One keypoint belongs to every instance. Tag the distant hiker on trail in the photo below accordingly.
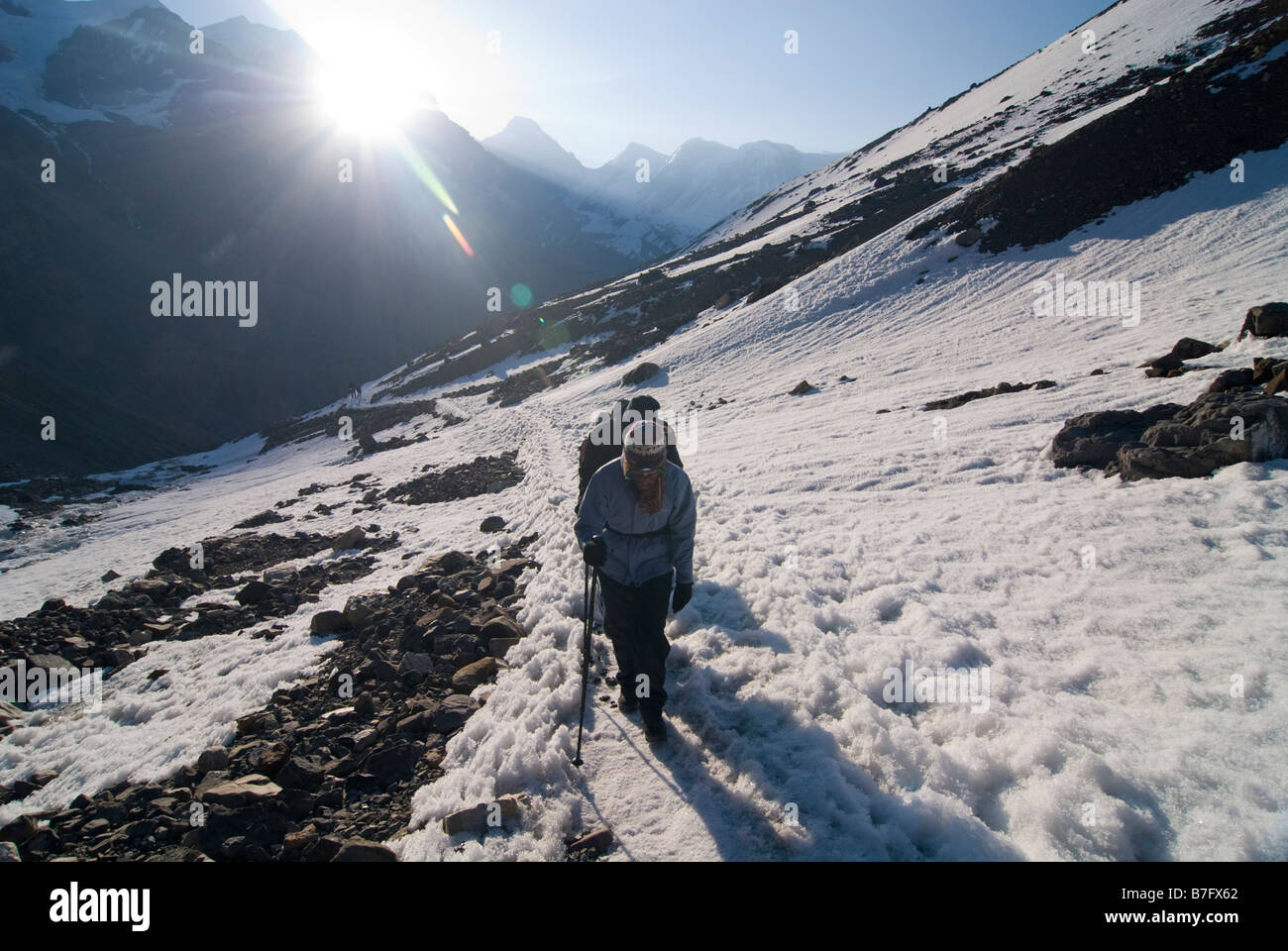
(635, 528)
(604, 441)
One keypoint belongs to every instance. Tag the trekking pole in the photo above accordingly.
(589, 585)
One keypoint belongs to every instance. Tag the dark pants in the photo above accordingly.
(635, 621)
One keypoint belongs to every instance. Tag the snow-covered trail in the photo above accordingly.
(833, 544)
(1131, 633)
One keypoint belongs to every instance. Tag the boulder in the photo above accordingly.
(364, 851)
(454, 711)
(480, 818)
(473, 674)
(595, 842)
(498, 647)
(246, 791)
(640, 372)
(253, 593)
(1205, 437)
(1094, 438)
(420, 663)
(1232, 380)
(1267, 320)
(355, 538)
(20, 830)
(211, 759)
(329, 622)
(1189, 348)
(300, 774)
(502, 626)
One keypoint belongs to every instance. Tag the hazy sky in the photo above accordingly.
(599, 73)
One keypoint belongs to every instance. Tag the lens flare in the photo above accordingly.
(426, 174)
(456, 234)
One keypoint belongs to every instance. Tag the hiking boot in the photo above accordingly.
(655, 727)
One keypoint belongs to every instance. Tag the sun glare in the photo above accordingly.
(372, 85)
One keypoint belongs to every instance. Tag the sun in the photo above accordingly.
(372, 85)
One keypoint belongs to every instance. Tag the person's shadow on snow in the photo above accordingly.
(810, 800)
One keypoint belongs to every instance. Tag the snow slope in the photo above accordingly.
(1042, 97)
(1131, 633)
(833, 544)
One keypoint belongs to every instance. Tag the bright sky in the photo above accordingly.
(599, 73)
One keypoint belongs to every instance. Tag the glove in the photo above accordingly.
(595, 552)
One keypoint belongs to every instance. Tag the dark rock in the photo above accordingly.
(1267, 320)
(1210, 442)
(299, 774)
(420, 723)
(1232, 380)
(640, 372)
(355, 538)
(323, 849)
(391, 761)
(243, 792)
(213, 758)
(473, 674)
(1189, 348)
(329, 622)
(364, 851)
(454, 711)
(1172, 441)
(1001, 388)
(20, 830)
(596, 842)
(253, 593)
(1094, 438)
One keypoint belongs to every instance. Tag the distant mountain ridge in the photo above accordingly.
(222, 167)
(643, 198)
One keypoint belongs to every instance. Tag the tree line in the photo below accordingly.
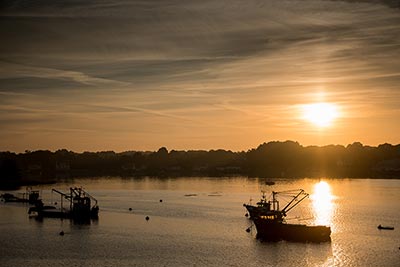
(274, 159)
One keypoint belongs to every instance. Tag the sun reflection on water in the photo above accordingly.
(322, 203)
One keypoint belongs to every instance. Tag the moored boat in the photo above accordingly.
(80, 206)
(272, 226)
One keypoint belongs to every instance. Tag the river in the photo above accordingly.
(201, 222)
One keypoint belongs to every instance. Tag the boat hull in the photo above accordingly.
(255, 211)
(275, 231)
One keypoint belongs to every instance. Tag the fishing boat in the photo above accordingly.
(262, 207)
(80, 206)
(30, 196)
(271, 224)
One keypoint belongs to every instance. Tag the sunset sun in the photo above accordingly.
(320, 114)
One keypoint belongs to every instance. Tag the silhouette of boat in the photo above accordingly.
(262, 207)
(271, 225)
(380, 227)
(80, 208)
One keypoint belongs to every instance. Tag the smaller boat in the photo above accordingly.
(80, 207)
(30, 196)
(380, 227)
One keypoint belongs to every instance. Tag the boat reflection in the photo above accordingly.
(322, 203)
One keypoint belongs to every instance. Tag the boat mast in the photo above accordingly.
(275, 202)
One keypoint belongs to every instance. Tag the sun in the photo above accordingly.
(320, 114)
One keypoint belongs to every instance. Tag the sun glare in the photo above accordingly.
(320, 114)
(322, 203)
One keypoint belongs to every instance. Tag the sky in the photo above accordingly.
(96, 75)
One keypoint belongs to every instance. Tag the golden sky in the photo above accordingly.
(137, 75)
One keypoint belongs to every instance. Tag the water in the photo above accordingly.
(201, 222)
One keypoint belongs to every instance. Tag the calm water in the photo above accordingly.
(201, 222)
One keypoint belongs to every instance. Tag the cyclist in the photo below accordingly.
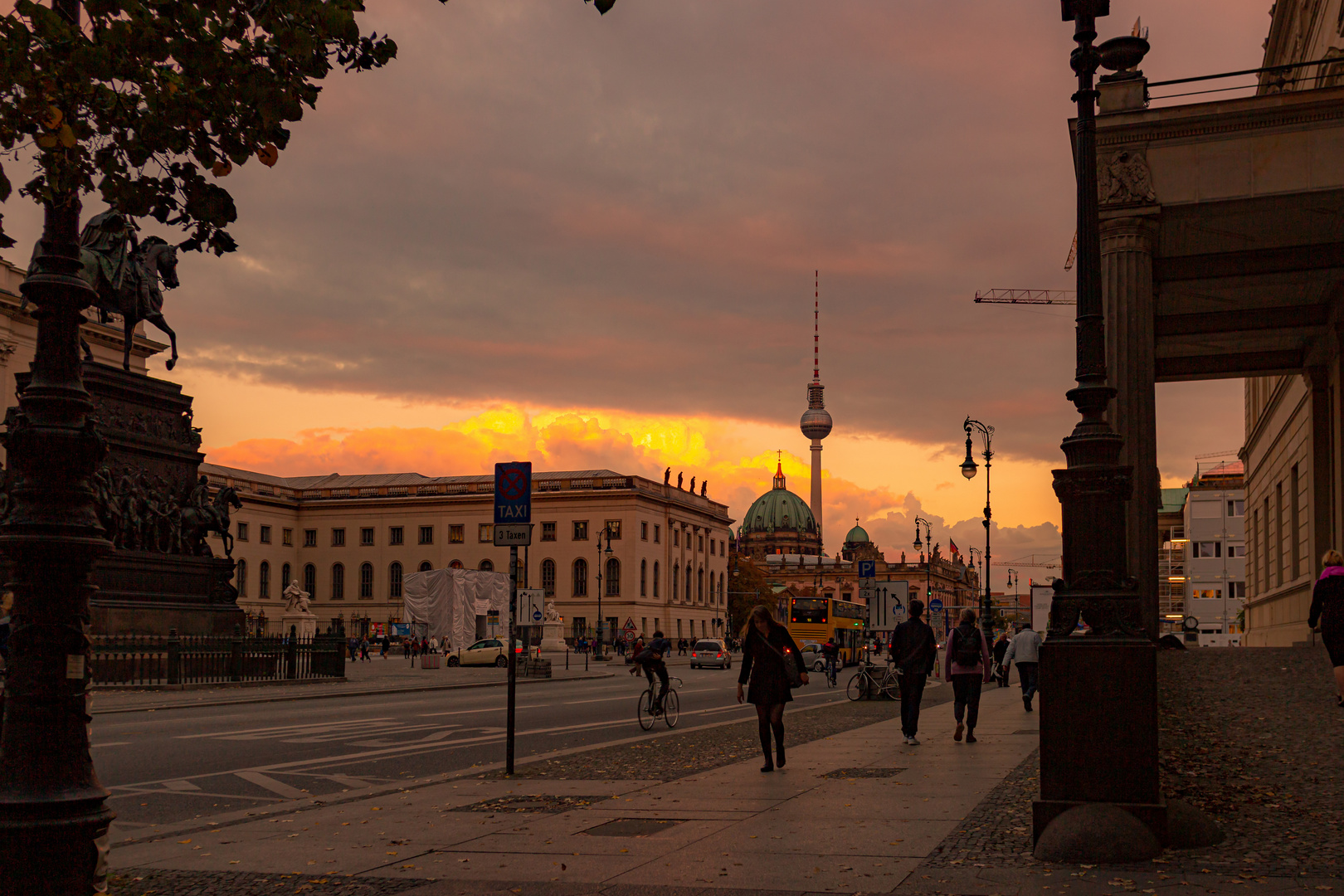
(830, 653)
(650, 661)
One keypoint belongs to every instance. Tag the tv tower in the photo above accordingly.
(816, 421)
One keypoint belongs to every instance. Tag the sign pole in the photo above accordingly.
(513, 659)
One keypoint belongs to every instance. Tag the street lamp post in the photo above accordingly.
(968, 469)
(601, 555)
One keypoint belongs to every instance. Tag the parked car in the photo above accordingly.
(710, 653)
(488, 652)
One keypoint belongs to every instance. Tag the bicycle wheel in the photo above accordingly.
(645, 711)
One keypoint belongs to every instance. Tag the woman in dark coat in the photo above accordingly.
(1327, 614)
(767, 646)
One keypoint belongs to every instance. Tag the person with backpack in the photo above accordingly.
(914, 649)
(967, 666)
(1025, 650)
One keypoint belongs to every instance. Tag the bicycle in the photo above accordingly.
(645, 711)
(866, 684)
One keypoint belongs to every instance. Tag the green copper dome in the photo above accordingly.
(858, 535)
(778, 509)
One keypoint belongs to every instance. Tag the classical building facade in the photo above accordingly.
(350, 540)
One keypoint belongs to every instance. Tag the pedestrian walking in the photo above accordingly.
(767, 649)
(1025, 652)
(1327, 616)
(914, 649)
(967, 666)
(1001, 666)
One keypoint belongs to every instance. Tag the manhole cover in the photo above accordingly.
(633, 826)
(863, 772)
(531, 802)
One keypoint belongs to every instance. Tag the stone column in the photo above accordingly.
(1127, 264)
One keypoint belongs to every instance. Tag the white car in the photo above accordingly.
(488, 652)
(710, 653)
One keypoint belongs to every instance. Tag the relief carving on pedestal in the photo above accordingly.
(1124, 178)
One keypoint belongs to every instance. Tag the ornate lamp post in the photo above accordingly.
(968, 469)
(601, 555)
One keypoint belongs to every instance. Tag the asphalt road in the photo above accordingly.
(173, 766)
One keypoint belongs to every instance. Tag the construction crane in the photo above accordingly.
(1027, 297)
(1030, 562)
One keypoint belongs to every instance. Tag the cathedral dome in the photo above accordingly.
(778, 509)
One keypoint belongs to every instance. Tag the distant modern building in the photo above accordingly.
(1215, 553)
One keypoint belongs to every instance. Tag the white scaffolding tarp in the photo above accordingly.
(449, 601)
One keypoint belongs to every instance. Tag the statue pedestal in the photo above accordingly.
(305, 624)
(553, 637)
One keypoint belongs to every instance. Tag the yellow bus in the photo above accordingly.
(815, 620)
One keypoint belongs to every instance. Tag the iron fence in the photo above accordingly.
(180, 660)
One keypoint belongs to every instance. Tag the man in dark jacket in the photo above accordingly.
(914, 650)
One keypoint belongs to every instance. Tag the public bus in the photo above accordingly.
(815, 620)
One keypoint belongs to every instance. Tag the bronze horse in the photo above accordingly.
(140, 297)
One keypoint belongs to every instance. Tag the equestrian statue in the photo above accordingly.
(125, 275)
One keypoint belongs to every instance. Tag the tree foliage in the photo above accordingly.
(152, 102)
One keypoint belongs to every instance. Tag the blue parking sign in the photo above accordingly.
(513, 492)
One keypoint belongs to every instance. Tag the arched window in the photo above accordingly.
(548, 578)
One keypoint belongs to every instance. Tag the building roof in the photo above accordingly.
(1174, 500)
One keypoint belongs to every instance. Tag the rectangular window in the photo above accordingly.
(1294, 520)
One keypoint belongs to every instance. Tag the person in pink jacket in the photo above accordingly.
(967, 666)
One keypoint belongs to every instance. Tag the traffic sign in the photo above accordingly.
(513, 494)
(514, 535)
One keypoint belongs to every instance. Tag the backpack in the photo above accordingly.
(968, 646)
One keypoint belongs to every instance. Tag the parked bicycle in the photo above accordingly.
(648, 711)
(869, 684)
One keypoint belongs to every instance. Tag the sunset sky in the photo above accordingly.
(589, 242)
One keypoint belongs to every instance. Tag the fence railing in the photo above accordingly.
(180, 660)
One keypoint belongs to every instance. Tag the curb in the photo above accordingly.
(346, 694)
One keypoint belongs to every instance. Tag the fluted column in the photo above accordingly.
(1127, 265)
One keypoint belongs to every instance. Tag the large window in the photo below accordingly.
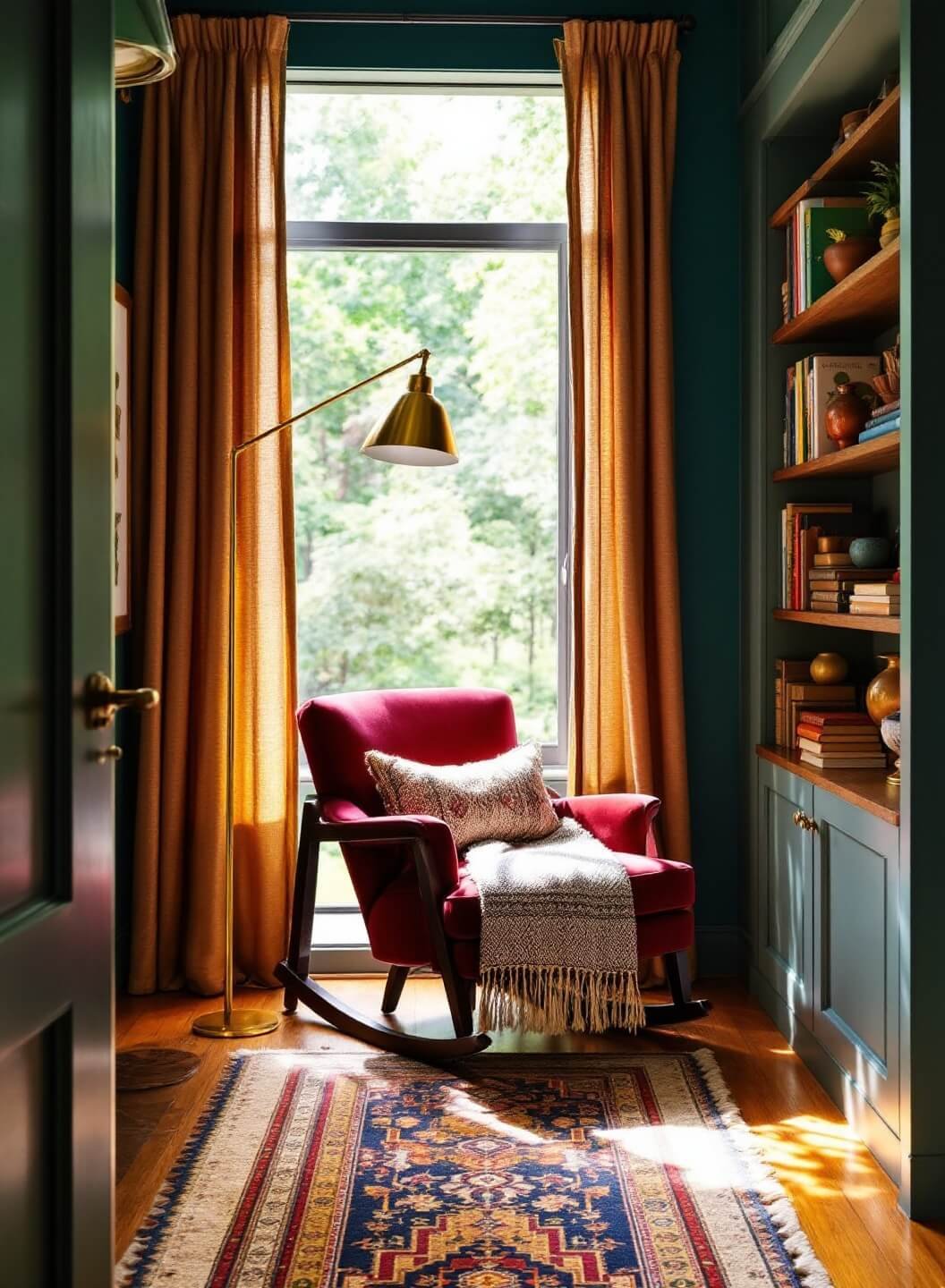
(430, 219)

########################################

Reproduce word for word the stretch from the line containing "One keypoint belongs to every instance. Tag the fluted" through the final line above, leaving out the pictures.

◆ Finished exercise ◆
One keypoint belongs to every instance. Tag the fluted column in the photo above accordingly.
(1127, 265)
One keypoint belongs to every instance. Tag the large window in the photo below accordingly.
(430, 219)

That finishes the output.